§ **INFORMATION SHOWN**
--*--
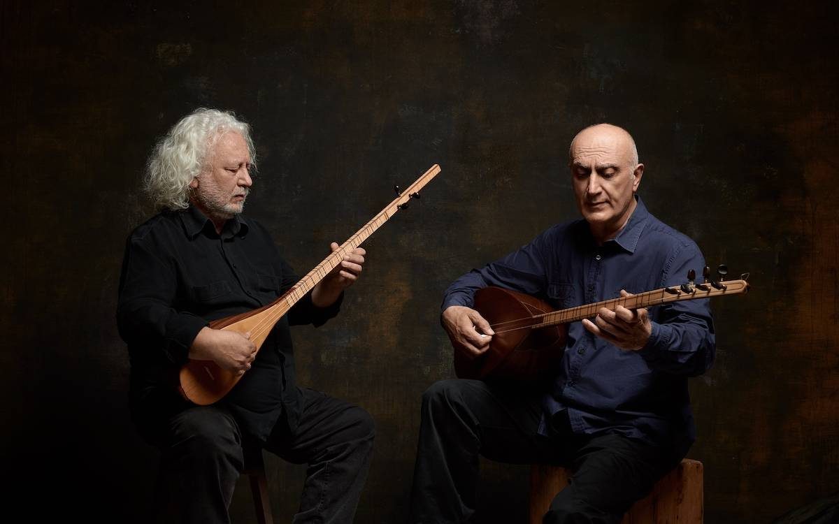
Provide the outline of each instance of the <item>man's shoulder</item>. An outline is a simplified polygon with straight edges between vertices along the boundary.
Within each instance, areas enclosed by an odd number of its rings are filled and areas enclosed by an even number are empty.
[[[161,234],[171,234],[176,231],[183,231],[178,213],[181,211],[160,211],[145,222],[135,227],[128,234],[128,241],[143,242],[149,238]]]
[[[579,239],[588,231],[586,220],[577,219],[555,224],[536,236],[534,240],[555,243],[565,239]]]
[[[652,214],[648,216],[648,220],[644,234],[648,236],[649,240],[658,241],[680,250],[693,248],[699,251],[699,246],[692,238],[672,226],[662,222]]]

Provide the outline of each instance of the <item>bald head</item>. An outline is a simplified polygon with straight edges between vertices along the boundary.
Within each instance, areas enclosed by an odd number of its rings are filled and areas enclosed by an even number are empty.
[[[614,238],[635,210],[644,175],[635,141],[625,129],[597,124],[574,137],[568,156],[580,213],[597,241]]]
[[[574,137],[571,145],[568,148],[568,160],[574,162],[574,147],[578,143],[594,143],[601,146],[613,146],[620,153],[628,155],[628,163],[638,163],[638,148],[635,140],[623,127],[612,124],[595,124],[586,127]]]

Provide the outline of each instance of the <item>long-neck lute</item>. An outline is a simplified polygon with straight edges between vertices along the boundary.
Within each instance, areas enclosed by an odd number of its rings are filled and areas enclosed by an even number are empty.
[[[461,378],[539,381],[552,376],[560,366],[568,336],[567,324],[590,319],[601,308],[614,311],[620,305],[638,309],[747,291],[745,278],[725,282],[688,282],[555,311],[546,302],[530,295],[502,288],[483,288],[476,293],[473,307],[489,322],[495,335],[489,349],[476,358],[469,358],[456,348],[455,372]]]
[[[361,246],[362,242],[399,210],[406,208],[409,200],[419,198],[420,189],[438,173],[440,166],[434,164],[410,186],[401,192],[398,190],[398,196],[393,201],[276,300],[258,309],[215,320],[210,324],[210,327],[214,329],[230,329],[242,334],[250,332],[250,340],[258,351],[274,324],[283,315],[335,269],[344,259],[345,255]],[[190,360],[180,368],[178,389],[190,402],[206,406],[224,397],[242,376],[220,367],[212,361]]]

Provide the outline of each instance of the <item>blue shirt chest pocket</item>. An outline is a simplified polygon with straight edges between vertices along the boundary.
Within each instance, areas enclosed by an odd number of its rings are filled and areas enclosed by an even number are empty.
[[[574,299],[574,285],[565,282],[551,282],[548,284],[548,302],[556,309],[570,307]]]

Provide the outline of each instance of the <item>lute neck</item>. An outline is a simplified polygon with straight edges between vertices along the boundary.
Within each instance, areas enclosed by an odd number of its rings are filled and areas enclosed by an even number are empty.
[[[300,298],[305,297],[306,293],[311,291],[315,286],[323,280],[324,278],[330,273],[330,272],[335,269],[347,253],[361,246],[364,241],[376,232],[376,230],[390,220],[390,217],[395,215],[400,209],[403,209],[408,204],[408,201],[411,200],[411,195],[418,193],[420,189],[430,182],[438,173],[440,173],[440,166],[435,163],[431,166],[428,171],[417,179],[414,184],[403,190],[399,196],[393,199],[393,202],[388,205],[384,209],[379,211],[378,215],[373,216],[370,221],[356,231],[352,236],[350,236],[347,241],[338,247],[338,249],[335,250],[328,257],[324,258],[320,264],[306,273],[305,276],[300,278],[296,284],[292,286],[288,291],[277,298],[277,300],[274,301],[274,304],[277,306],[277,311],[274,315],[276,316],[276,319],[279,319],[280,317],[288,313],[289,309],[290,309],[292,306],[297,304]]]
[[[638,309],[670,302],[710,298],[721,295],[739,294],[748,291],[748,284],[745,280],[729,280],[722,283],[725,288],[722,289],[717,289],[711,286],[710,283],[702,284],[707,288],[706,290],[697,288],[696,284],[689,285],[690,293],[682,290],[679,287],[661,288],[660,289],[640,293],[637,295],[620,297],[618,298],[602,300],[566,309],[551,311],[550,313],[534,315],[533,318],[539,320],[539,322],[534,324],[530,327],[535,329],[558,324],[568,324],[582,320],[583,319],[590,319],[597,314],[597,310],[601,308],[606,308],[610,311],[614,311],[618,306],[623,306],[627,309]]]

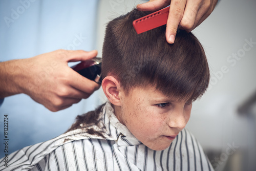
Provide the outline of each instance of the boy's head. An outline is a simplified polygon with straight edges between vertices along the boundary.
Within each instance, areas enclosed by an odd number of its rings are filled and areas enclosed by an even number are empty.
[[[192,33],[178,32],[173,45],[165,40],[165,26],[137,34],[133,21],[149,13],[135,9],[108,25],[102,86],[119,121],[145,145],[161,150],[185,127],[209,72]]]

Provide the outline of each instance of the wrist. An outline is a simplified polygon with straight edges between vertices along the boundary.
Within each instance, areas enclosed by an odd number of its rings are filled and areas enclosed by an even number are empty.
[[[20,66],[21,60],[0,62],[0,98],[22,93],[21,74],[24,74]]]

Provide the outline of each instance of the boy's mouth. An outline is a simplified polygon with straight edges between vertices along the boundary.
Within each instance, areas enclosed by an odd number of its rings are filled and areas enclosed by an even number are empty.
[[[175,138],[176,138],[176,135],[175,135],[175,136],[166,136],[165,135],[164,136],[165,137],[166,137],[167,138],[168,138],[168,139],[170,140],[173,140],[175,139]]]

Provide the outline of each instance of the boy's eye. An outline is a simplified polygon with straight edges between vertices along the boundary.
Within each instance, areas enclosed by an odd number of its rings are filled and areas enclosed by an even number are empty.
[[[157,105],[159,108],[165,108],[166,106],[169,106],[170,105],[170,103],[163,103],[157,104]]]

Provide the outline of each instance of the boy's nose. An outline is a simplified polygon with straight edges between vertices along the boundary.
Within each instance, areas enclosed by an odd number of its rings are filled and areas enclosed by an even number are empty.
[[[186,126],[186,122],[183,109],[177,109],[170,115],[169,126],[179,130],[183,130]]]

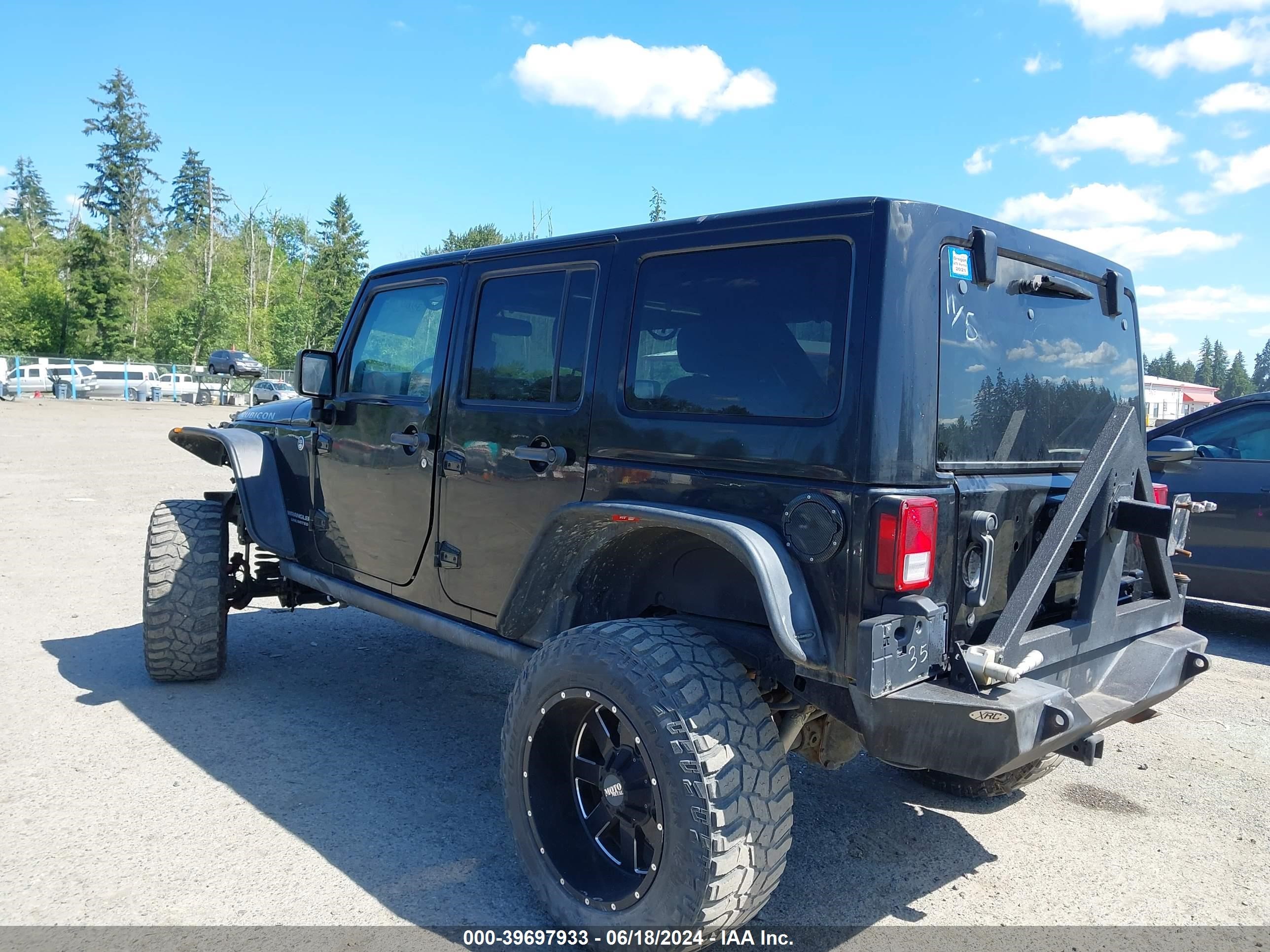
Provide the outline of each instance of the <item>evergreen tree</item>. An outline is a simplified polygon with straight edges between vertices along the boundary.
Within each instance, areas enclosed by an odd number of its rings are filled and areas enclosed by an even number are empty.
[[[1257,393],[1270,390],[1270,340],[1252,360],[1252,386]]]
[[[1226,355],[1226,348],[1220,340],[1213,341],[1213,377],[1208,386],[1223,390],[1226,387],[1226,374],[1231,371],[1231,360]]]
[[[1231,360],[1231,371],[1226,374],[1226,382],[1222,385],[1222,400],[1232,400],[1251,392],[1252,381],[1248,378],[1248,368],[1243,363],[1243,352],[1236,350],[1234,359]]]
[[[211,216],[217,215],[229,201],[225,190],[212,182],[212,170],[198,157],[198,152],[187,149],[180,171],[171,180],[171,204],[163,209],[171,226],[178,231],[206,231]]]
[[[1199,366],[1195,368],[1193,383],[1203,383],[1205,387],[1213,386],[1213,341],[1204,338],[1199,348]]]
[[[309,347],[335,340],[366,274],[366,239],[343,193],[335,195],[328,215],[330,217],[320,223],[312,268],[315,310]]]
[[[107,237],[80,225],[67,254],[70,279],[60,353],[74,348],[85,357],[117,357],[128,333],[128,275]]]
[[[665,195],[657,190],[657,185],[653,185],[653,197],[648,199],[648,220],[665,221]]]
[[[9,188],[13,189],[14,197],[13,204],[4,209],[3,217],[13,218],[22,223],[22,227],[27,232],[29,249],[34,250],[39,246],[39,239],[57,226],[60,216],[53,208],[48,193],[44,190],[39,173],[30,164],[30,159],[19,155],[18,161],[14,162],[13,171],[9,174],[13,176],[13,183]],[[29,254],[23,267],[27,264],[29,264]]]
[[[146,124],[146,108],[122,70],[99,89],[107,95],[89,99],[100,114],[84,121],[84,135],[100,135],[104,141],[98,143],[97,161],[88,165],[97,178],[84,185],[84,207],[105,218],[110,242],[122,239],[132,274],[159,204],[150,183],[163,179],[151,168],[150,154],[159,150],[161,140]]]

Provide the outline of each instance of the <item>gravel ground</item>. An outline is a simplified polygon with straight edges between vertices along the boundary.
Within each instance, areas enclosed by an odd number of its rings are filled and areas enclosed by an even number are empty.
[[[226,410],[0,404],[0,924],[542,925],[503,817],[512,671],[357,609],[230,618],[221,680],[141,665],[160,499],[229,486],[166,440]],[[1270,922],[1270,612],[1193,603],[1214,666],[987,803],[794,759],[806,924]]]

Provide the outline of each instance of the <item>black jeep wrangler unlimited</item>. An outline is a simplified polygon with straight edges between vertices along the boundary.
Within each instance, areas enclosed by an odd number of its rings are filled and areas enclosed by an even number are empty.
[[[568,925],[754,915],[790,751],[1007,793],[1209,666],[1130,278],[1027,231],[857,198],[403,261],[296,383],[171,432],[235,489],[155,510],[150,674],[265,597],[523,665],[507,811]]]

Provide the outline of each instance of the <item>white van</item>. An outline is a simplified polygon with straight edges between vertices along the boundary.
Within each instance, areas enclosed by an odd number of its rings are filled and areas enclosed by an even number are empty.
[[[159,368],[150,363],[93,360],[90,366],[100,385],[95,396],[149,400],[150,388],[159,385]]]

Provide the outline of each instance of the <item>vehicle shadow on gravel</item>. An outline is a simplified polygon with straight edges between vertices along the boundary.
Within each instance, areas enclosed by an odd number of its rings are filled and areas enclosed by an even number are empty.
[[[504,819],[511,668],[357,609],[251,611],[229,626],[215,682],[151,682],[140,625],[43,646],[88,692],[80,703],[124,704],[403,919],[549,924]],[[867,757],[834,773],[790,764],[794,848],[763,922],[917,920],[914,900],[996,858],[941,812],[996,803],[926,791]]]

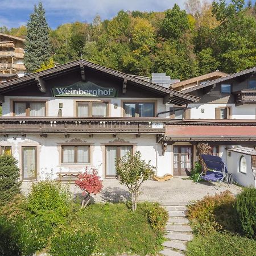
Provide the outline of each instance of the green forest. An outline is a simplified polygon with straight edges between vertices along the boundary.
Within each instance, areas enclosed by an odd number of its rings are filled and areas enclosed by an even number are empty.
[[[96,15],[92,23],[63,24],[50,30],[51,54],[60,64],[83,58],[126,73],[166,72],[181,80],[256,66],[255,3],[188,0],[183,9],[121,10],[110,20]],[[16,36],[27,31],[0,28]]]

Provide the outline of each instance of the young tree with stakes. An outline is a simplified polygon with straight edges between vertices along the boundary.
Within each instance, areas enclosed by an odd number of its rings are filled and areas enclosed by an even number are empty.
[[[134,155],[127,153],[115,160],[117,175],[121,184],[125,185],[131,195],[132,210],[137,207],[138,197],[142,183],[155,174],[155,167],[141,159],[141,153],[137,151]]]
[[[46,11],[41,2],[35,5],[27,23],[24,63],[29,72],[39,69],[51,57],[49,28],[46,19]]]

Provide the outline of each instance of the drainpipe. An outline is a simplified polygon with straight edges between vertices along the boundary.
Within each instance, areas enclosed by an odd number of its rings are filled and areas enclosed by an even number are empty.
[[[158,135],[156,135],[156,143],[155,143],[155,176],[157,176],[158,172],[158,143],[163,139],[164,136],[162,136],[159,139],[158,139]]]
--*--
§ **EXERCISE DETAILS**
With pictures left out, extract the lines from the one containing "Provide the outline of each instance of the <item>vehicle" to the end of the material above, both included, exactly as written.

§ **RESULT OF THE TASK**
Provide the outline of each instance of the <item>vehicle shadow on gravel</item>. An outline is a simplified polygon with straight edges between vertices along the boundary.
Within each instance, areas enclosed by an odd number of its rings are filled and areas enclosed by an even number are empty.
[[[504,819],[511,668],[357,609],[251,611],[229,626],[215,682],[151,682],[140,625],[43,646],[88,692],[80,703],[124,704],[403,919],[549,924]],[[867,757],[834,773],[790,764],[794,848],[763,922],[917,920],[914,900],[996,858],[941,812],[996,803],[926,791]]]

Provide the outline of each instance of the green forest. An outline is a simplified polygon with straight edges between vertices along the boundary.
Within each instance, areas enclosed by an odd number of its rings are filled and areas enclosed by an even number are empty.
[[[96,15],[92,23],[63,24],[50,30],[51,54],[60,64],[83,58],[126,73],[166,72],[181,80],[256,66],[255,3],[188,0],[183,9],[121,10],[110,20]],[[16,36],[27,31],[0,28]]]

Provide the outline of each instance of the young tree with stakes. An outline is a simplified polygon with straight edges between vertices along the boundary.
Within each instance, areas enclosed by an odd number of its rings are filled and areas enclosed by an even number are empty.
[[[134,155],[127,153],[115,160],[117,175],[121,184],[125,185],[131,195],[132,210],[137,207],[138,197],[142,183],[155,174],[155,167],[141,159],[141,153],[137,151]]]
[[[46,11],[41,2],[35,5],[27,23],[24,63],[29,72],[39,69],[51,57],[49,28],[46,19]]]

Provide the outline of each instance of the drainpipe. An outline is a simplified polygon with straight edges between vertices along the boundary.
Within each instance, areas enclosed by an odd number of its rings are filled and areas enclosed by an even number are empty.
[[[158,135],[156,135],[156,143],[155,143],[155,176],[157,176],[158,172],[158,143],[163,139],[164,136],[162,136],[159,139],[158,139]]]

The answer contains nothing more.